### WHAT YOU NEED TO DO:
Reproduce the lines below from the one that contains "task | identify every instance of the propeller with" through the end, inclusive, and add nothing.
---- RAW DATA
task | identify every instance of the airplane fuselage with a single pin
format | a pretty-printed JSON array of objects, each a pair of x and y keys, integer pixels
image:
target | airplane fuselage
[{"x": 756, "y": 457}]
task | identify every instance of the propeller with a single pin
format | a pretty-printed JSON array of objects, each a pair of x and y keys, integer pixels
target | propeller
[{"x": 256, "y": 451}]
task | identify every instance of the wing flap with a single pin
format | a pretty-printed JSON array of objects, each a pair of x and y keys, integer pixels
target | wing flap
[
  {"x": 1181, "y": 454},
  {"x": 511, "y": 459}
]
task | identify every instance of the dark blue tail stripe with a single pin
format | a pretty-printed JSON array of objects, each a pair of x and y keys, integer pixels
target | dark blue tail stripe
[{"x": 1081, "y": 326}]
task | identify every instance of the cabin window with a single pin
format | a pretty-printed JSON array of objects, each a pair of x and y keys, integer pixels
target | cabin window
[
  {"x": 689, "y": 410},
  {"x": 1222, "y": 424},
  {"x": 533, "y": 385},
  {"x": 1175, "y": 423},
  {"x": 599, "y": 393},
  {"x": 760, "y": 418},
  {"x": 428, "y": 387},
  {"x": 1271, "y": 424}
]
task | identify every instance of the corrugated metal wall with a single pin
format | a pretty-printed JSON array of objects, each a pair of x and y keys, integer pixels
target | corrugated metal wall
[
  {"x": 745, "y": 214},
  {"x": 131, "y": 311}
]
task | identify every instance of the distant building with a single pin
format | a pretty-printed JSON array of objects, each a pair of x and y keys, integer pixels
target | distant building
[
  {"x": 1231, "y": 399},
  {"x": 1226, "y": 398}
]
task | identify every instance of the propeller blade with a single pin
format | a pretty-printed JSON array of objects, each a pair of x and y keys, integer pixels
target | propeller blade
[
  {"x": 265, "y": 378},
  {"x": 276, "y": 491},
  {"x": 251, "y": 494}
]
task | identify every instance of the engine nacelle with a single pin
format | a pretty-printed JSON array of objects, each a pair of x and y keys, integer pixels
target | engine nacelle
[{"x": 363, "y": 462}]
--------
### PROBLEM SOLUTION:
task | identify every instance of the propeller with a single pin
format | a pretty-printed JSON array of objects, each a pair of x and y keys, integer pixels
target | propeller
[{"x": 256, "y": 451}]
task | identify every instance of the wing flap with a single pin
format | a pretty-printed JSON array of objects, each a pair of x and y keys, integer pixels
target | wing flap
[
  {"x": 1181, "y": 454},
  {"x": 511, "y": 459}
]
task | identify every instance of the dark blue tail stripe with a single pin
format | a pretty-printed JSON array of objects, each a pair of x and y keys, integer pixels
target | dark blue tail stripe
[{"x": 1081, "y": 326}]
task | identify every instance of the cabin window with a single pin
format | a pretty-printed JSON array of objects, each a pair of x and y keys, integer pixels
target | cabin window
[
  {"x": 689, "y": 410},
  {"x": 1222, "y": 424},
  {"x": 533, "y": 385},
  {"x": 1175, "y": 423},
  {"x": 599, "y": 393},
  {"x": 760, "y": 418},
  {"x": 428, "y": 387},
  {"x": 1271, "y": 424}
]
task | identify every instance of the corrugated metal wall with a single pin
format | a pretty-printed JSON array of objects, each a pair of x and y keys, integer pixels
target | corrugated metal wall
[
  {"x": 745, "y": 214},
  {"x": 131, "y": 311}
]
task | identify every instance of the distant building with a single pin
format | a pretty-printed JSON array of objects, each a pair of x and y keys, integer pixels
target | distant building
[
  {"x": 1231, "y": 399},
  {"x": 1226, "y": 398}
]
task | identify every instance of the propeller blade with a single pin
format | a pretty-printed JSON array of objects, each a pair of x and y keys, integer pixels
target | propeller blade
[
  {"x": 265, "y": 378},
  {"x": 276, "y": 491},
  {"x": 251, "y": 494}
]
task | identify every instance of the engine nacelle with a single pin
format | a pretty-printed JSON array of objects, each a pair of x and y keys, integer pixels
target | engine nacelle
[{"x": 363, "y": 462}]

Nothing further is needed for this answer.